── Supplied data ──

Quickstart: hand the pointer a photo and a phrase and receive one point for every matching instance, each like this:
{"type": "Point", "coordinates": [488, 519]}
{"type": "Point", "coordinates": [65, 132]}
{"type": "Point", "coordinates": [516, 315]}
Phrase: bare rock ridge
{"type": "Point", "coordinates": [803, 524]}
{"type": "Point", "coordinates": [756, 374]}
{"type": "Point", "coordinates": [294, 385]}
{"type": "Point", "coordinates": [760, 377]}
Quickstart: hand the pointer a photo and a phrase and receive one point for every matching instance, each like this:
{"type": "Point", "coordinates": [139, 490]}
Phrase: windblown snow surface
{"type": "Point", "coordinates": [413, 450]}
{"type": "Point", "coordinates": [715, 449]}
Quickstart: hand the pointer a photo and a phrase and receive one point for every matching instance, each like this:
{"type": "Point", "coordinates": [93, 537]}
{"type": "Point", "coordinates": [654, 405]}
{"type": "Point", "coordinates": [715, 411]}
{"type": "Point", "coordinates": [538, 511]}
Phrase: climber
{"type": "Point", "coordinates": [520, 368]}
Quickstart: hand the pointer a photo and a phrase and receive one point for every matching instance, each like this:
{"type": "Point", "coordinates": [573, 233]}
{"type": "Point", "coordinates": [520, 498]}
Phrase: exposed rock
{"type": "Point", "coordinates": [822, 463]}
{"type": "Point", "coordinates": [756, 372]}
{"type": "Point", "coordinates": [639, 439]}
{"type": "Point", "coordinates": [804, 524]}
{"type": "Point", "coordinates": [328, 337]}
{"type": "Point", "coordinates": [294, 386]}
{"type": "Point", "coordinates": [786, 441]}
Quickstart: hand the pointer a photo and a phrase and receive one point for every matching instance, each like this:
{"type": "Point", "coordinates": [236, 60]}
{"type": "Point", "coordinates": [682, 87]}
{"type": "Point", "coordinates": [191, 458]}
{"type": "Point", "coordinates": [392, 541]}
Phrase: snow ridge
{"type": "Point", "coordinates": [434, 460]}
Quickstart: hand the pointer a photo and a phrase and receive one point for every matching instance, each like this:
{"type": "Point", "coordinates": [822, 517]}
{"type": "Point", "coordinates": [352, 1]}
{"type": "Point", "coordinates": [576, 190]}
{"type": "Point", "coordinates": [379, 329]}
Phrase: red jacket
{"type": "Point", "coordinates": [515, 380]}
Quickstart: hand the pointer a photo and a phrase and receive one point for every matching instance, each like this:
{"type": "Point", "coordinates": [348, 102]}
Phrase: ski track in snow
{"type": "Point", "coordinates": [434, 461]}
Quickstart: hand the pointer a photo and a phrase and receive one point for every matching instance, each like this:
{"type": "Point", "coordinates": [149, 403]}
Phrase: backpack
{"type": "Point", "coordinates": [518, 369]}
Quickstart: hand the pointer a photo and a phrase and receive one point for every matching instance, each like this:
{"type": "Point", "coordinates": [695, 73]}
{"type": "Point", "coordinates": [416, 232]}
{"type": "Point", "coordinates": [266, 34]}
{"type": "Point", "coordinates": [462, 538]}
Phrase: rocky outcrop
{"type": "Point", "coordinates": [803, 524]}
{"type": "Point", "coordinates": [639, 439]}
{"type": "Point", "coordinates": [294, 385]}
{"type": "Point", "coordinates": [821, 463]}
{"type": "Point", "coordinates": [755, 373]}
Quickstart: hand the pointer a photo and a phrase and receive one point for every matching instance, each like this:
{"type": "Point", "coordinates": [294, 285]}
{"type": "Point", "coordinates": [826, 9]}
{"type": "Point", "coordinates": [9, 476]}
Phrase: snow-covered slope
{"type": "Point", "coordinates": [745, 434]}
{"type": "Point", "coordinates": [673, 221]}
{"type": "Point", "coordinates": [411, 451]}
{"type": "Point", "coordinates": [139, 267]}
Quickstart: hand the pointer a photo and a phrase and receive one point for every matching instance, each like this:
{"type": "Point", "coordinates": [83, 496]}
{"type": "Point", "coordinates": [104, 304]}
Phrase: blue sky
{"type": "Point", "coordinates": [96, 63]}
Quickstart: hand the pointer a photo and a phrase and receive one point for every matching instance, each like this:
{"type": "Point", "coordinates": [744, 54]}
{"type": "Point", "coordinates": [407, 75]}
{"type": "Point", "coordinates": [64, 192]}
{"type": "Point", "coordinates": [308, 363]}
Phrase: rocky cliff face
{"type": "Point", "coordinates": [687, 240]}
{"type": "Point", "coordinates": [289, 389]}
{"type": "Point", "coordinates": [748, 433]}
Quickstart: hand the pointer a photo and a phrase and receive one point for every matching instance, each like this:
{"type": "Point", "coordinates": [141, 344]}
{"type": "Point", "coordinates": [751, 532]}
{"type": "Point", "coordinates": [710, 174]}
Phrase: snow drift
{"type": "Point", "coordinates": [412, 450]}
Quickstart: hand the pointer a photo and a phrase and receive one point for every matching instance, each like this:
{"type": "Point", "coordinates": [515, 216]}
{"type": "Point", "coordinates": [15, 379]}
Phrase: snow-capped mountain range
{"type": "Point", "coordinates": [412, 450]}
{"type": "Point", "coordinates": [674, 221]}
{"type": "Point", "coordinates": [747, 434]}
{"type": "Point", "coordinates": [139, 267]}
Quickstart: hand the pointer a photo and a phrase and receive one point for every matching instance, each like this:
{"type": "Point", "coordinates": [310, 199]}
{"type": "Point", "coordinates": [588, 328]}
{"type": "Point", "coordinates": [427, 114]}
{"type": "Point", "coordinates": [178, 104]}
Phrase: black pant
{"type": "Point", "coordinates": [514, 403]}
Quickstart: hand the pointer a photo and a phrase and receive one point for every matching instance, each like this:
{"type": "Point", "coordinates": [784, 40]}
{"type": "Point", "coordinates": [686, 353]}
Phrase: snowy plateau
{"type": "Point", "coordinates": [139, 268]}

───

Output the lines above verbatim and in full.

### Result of this task
Quickstart: hand the pointer a photo and a phrase and receive one point for every matching instance, each like this:
{"type": "Point", "coordinates": [488, 519]}
{"type": "Point", "coordinates": [65, 132]}
{"type": "Point", "coordinates": [516, 315]}
Phrase: bare rock ridge
{"type": "Point", "coordinates": [803, 524]}
{"type": "Point", "coordinates": [756, 374]}
{"type": "Point", "coordinates": [294, 385]}
{"type": "Point", "coordinates": [760, 377]}
Quickstart: hand the pointer a photo and a phrase and receive one point for every matching instance, each like this:
{"type": "Point", "coordinates": [139, 490]}
Phrase: windblown snow surface
{"type": "Point", "coordinates": [413, 450]}
{"type": "Point", "coordinates": [715, 449]}
Quickstart: hand the pointer a photo and a phrase and receive one point for every matching instance, each like this:
{"type": "Point", "coordinates": [93, 537]}
{"type": "Point", "coordinates": [654, 405]}
{"type": "Point", "coordinates": [715, 411]}
{"type": "Point", "coordinates": [538, 511]}
Phrase: climber
{"type": "Point", "coordinates": [520, 368]}
Quickstart: hand the pointer a photo and a phrase and receive one point for every matching instance, each like this:
{"type": "Point", "coordinates": [573, 233]}
{"type": "Point", "coordinates": [520, 498]}
Phrase: exposed rock
{"type": "Point", "coordinates": [822, 463]}
{"type": "Point", "coordinates": [756, 372]}
{"type": "Point", "coordinates": [639, 439]}
{"type": "Point", "coordinates": [804, 524]}
{"type": "Point", "coordinates": [328, 337]}
{"type": "Point", "coordinates": [294, 386]}
{"type": "Point", "coordinates": [786, 441]}
Quickstart: hand the pointer a photo and a phrase and receive one point for every matching instance, each like this:
{"type": "Point", "coordinates": [236, 60]}
{"type": "Point", "coordinates": [682, 87]}
{"type": "Point", "coordinates": [191, 458]}
{"type": "Point", "coordinates": [392, 541]}
Phrase: snow ridge
{"type": "Point", "coordinates": [434, 460]}
Quickstart: hand the pointer a photo and a phrase and receive one point for every matching instance, each like this:
{"type": "Point", "coordinates": [822, 517]}
{"type": "Point", "coordinates": [352, 1]}
{"type": "Point", "coordinates": [576, 190]}
{"type": "Point", "coordinates": [379, 329]}
Phrase: red jacket
{"type": "Point", "coordinates": [515, 380]}
Quickstart: hand the pointer a photo and a phrase and receive one point for every matching instance, each like this:
{"type": "Point", "coordinates": [348, 102]}
Phrase: ski track in snow
{"type": "Point", "coordinates": [434, 461]}
Quickstart: hand the pointer a photo and a phrase and receive one point for every matching instance, each like this:
{"type": "Point", "coordinates": [149, 403]}
Phrase: backpack
{"type": "Point", "coordinates": [518, 369]}
Quickstart: hand the pointer a photo and a phrase and receive one point for every matching instance, each like this:
{"type": "Point", "coordinates": [695, 73]}
{"type": "Point", "coordinates": [416, 232]}
{"type": "Point", "coordinates": [266, 34]}
{"type": "Point", "coordinates": [462, 538]}
Phrase: rocky outcrop
{"type": "Point", "coordinates": [803, 524]}
{"type": "Point", "coordinates": [639, 439]}
{"type": "Point", "coordinates": [294, 385]}
{"type": "Point", "coordinates": [821, 463]}
{"type": "Point", "coordinates": [755, 373]}
Quickstart: hand the pointer a photo and a phrase and receive one point for every matching instance, each like this:
{"type": "Point", "coordinates": [294, 285]}
{"type": "Point", "coordinates": [826, 9]}
{"type": "Point", "coordinates": [9, 476]}
Phrase: snow-covered slope
{"type": "Point", "coordinates": [745, 434]}
{"type": "Point", "coordinates": [673, 221]}
{"type": "Point", "coordinates": [411, 451]}
{"type": "Point", "coordinates": [139, 267]}
Quickstart: hand the pointer a photo and a phrase and receive one point for every matching instance, each like this:
{"type": "Point", "coordinates": [83, 496]}
{"type": "Point", "coordinates": [104, 304]}
Phrase: blue sky
{"type": "Point", "coordinates": [96, 63]}
Quickstart: hand the pointer a photo and a phrase and receive one point for every matching instance, each like this:
{"type": "Point", "coordinates": [744, 54]}
{"type": "Point", "coordinates": [407, 75]}
{"type": "Point", "coordinates": [64, 192]}
{"type": "Point", "coordinates": [308, 363]}
Phrase: rocky cliff face
{"type": "Point", "coordinates": [687, 240]}
{"type": "Point", "coordinates": [289, 389]}
{"type": "Point", "coordinates": [748, 433]}
Quickstart: hand the pointer a photo and a phrase and receive one point for every matching instance, each like this:
{"type": "Point", "coordinates": [141, 344]}
{"type": "Point", "coordinates": [751, 532]}
{"type": "Point", "coordinates": [710, 174]}
Phrase: snow drift
{"type": "Point", "coordinates": [412, 450]}
Quickstart: hand the pointer a photo and a phrase and receive one point for every matching instance, each like this:
{"type": "Point", "coordinates": [515, 216]}
{"type": "Point", "coordinates": [15, 379]}
Phrase: snow-capped mountain range
{"type": "Point", "coordinates": [412, 450]}
{"type": "Point", "coordinates": [674, 221]}
{"type": "Point", "coordinates": [747, 434]}
{"type": "Point", "coordinates": [139, 267]}
Quickstart: hand the pointer a photo and a phrase and receive one point for every matching instance, each like this:
{"type": "Point", "coordinates": [310, 199]}
{"type": "Point", "coordinates": [588, 328]}
{"type": "Point", "coordinates": [427, 114]}
{"type": "Point", "coordinates": [178, 104]}
Phrase: black pant
{"type": "Point", "coordinates": [514, 403]}
Quickstart: hand the pointer a photo and a phrase and receive one point for every matching instance, each like this:
{"type": "Point", "coordinates": [784, 40]}
{"type": "Point", "coordinates": [686, 353]}
Phrase: snowy plateau
{"type": "Point", "coordinates": [139, 268]}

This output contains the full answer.